[BEGIN Document section]

Concretely, in one embodiment, since the second covering part 132 is not adhered on the adhesive layer 120, the second covering part 132 of the conductive layer 130 can be removed directly (for example, splitting the second covering part 132 from the first covering part 131 by applying frictional force or any other mechanical approaches). In this embodiment, the filter pattern formed by the first covering part 131 of the conductive layer 130 achieves filtering on the passing electromagnetic waves.

It is to be noted that, in the above embodiment, viscosity or adhesive force between the adhesive layer 120 and the first covering part 131 of the conductive layer 130 are not limited to be generated by heating. In some embodiments, heating, cooling, and/or exerting pressure, or a combination thereof may be applied to generate the viscosity or the adhesive force according to the material properties of the adhesive layer 120 and the conductive layer 130. In one embodiment, viscosity or adhesive force may be generated between the adhesive layer 120 and the conductive layer 130 by exerting pressure on the first covering part 131 of the conductive layer 130 covering on the adhesive layer 120, and thus heating may be optional. In one embodiment, viscosity or adhesive force may be generated by cooling the adhesive layer 120 and the conductive layer 130. In one preferred embodiment, heating and exerting pressure may be adopted in combination to increase the yield rate of manufactured filters of satisfactory quality.

In an embodiment, step S301 where the adhesive layer 120 is defined on the surface of the substrate 110 according to the filter pattern includes printing the adhesive layer 120 on the surface of the substrate 110 according to the filter pattern. For example, the filter pattern may be printed out with toner on paper by utilizing a printer. Alternatively, in some embodiments, the filter pattern may also be defined on the adhesive layer 120 on the surface of the substrate 110 by coating, dyeing, or ink-jet, and is not limited to using a toner-based printer.

In an embodiment, step S303 where the adhesive layer 120 and the conductive layer 130 are heated includes covering the conductive layer 130 by a film; and heating and exerting pressure on the film, the conductive layer 130, the adhesive layer 120 and the substrate 110 at the same time. Heating and exerting pressure may be performed at the same time with a flat-clamp-type or drum-type laminator and a heating platform, for example, through a general laminator and heating platform available on the market. In one embodiment, the film is a plastic film used in a laminator.

[END Document section]
[BEGIN Dataset records]

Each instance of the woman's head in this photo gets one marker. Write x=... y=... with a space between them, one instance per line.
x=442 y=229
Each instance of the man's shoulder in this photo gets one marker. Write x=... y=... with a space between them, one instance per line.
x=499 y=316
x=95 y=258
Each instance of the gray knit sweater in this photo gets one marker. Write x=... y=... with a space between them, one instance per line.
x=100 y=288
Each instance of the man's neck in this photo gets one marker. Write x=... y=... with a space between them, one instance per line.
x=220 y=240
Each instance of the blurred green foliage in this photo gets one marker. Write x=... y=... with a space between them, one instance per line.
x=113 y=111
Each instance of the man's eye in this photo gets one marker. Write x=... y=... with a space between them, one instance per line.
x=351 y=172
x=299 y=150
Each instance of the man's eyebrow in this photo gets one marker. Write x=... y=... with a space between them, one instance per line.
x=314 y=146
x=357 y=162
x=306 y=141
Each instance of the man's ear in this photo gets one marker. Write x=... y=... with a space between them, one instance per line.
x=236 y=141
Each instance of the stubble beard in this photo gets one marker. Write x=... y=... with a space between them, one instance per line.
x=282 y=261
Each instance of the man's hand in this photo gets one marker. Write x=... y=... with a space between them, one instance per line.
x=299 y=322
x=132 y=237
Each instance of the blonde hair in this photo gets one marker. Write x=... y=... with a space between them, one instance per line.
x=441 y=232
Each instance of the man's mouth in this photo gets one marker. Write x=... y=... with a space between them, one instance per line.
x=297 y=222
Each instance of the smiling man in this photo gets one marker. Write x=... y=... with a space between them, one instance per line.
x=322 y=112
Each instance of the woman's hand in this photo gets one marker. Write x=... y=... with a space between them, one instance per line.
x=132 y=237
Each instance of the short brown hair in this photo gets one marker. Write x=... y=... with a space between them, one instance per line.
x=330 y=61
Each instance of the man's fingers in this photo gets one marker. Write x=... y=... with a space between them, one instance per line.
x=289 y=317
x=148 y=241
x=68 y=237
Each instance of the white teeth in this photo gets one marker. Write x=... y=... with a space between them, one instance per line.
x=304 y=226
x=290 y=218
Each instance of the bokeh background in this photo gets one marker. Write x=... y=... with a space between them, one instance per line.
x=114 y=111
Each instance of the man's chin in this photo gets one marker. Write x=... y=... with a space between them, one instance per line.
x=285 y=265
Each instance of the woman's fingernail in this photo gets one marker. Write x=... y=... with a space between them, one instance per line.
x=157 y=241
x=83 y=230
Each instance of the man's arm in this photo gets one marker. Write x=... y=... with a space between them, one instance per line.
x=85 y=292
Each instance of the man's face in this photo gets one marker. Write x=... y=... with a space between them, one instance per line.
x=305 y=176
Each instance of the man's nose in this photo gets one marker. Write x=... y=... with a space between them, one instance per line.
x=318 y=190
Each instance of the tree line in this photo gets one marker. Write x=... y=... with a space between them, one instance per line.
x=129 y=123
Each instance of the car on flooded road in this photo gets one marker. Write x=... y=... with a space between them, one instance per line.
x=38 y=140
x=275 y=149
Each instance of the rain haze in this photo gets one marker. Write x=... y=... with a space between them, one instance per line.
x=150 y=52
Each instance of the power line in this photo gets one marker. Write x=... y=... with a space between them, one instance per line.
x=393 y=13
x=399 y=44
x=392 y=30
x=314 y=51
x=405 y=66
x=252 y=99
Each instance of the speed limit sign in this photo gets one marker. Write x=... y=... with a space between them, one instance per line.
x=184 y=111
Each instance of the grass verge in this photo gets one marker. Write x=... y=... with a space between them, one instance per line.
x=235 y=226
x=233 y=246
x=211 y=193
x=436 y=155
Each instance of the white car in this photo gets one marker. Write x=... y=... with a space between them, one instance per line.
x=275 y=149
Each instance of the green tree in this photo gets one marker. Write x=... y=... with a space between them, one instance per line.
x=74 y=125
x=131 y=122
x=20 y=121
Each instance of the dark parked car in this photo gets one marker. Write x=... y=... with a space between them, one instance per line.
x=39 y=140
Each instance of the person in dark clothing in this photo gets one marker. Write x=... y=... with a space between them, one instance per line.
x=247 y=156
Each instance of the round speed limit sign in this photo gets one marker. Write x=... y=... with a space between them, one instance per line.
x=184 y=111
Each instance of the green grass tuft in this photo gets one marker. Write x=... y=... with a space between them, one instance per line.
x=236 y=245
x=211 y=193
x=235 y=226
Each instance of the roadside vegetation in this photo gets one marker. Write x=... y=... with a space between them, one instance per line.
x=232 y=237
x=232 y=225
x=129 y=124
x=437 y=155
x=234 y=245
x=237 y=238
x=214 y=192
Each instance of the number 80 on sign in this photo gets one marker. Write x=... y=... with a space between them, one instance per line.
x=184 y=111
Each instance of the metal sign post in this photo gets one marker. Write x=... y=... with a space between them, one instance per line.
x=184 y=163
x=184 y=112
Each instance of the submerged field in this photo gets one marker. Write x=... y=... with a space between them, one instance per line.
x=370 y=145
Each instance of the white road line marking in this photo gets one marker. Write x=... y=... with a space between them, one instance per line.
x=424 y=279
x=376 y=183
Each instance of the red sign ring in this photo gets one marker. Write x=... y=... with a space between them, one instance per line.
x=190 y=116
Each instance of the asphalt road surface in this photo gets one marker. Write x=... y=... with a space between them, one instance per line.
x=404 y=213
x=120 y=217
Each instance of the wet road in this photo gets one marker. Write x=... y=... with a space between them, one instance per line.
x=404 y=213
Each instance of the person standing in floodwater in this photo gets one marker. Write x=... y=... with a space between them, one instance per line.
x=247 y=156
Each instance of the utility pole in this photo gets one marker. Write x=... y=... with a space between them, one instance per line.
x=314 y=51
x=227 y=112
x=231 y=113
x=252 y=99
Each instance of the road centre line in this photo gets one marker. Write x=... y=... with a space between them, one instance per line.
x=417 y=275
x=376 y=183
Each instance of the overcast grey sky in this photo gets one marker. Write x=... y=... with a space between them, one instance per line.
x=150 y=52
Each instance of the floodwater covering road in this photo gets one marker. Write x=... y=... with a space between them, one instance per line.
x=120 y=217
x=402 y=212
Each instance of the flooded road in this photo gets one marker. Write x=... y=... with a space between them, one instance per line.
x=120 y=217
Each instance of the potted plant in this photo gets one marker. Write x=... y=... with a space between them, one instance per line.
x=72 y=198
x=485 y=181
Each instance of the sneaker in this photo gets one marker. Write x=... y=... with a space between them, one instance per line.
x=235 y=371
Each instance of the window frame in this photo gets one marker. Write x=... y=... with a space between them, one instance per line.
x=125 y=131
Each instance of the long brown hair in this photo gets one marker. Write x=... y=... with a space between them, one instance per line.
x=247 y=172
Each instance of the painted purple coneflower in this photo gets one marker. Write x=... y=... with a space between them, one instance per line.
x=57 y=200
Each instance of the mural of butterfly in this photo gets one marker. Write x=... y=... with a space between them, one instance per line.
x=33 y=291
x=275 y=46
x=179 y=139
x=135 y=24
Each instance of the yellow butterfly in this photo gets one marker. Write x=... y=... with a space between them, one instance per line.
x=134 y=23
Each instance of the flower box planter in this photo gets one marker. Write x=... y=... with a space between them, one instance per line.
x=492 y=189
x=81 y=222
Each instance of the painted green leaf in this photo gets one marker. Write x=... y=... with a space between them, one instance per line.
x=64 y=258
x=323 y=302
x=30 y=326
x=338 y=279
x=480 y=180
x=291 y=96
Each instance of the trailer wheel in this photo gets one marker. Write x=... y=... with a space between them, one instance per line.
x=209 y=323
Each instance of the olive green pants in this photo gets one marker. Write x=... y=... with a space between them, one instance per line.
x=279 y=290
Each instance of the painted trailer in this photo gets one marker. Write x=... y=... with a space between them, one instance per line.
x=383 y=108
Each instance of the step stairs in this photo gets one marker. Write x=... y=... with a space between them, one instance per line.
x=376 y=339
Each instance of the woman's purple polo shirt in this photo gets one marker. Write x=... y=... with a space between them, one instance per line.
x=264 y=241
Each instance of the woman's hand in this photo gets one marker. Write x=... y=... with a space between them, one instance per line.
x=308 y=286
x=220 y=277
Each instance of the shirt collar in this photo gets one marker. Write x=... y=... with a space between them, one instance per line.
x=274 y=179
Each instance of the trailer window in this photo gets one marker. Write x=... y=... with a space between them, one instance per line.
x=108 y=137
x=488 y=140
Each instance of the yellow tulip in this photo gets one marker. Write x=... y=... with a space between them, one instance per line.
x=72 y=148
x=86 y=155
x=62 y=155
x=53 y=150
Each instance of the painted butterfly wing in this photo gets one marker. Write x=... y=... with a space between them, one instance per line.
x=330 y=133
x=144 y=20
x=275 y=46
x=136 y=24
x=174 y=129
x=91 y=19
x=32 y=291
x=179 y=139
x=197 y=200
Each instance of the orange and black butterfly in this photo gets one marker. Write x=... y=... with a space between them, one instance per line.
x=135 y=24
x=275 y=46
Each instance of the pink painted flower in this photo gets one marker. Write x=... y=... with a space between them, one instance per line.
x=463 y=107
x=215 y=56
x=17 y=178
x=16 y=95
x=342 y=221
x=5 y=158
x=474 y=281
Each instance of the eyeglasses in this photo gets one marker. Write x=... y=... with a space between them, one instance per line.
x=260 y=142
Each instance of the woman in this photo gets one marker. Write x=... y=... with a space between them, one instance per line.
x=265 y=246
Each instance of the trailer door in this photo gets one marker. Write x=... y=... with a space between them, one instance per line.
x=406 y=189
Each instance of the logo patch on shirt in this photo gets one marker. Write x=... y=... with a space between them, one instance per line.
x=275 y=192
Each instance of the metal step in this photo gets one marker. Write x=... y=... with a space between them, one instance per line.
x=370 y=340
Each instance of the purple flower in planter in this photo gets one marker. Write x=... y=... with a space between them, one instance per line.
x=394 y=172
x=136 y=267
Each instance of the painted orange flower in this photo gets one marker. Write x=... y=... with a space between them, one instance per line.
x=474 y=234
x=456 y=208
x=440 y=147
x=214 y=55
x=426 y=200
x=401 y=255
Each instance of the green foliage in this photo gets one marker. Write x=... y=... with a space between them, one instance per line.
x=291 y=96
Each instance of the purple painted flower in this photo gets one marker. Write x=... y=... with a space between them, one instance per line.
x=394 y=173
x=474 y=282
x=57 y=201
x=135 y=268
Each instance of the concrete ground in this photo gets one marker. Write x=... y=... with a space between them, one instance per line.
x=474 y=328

[END Dataset records]

## What you will do:
(1) In the filter manufacturing text, rewrite the stretch from "In an embodiment, step S301" through "a toner-based printer.", replacing "printer" with "plotter".
(2) According to the filter manufacturing text, why can the second covering part 132 of the conductive layer 130 be removed directly?

## Set of answers:
(1)
In an embodiment, step S301 where the adhesive layer 120 is defined on the surface of the substrate 110 according to the filter pattern includes printing the adhesive layer 120 on the surface of the substrate 110 according to the filter pattern. For example, the filter pattern may be printed out with toner on paper by utilizing a plotter. Alternatively, in some embodiments, the filter pattern may also be defined on the adhesive layer 120 on the surface of the substrate 110 by coating, dyeing, or ink-jet, and is not limited to using a toner-based plotter.

(2) It can be removed directly because it is not adhered on the adhesive layer 120. It can therefore be split from the first covering part 131 by applying frictional force or another mechanical approach.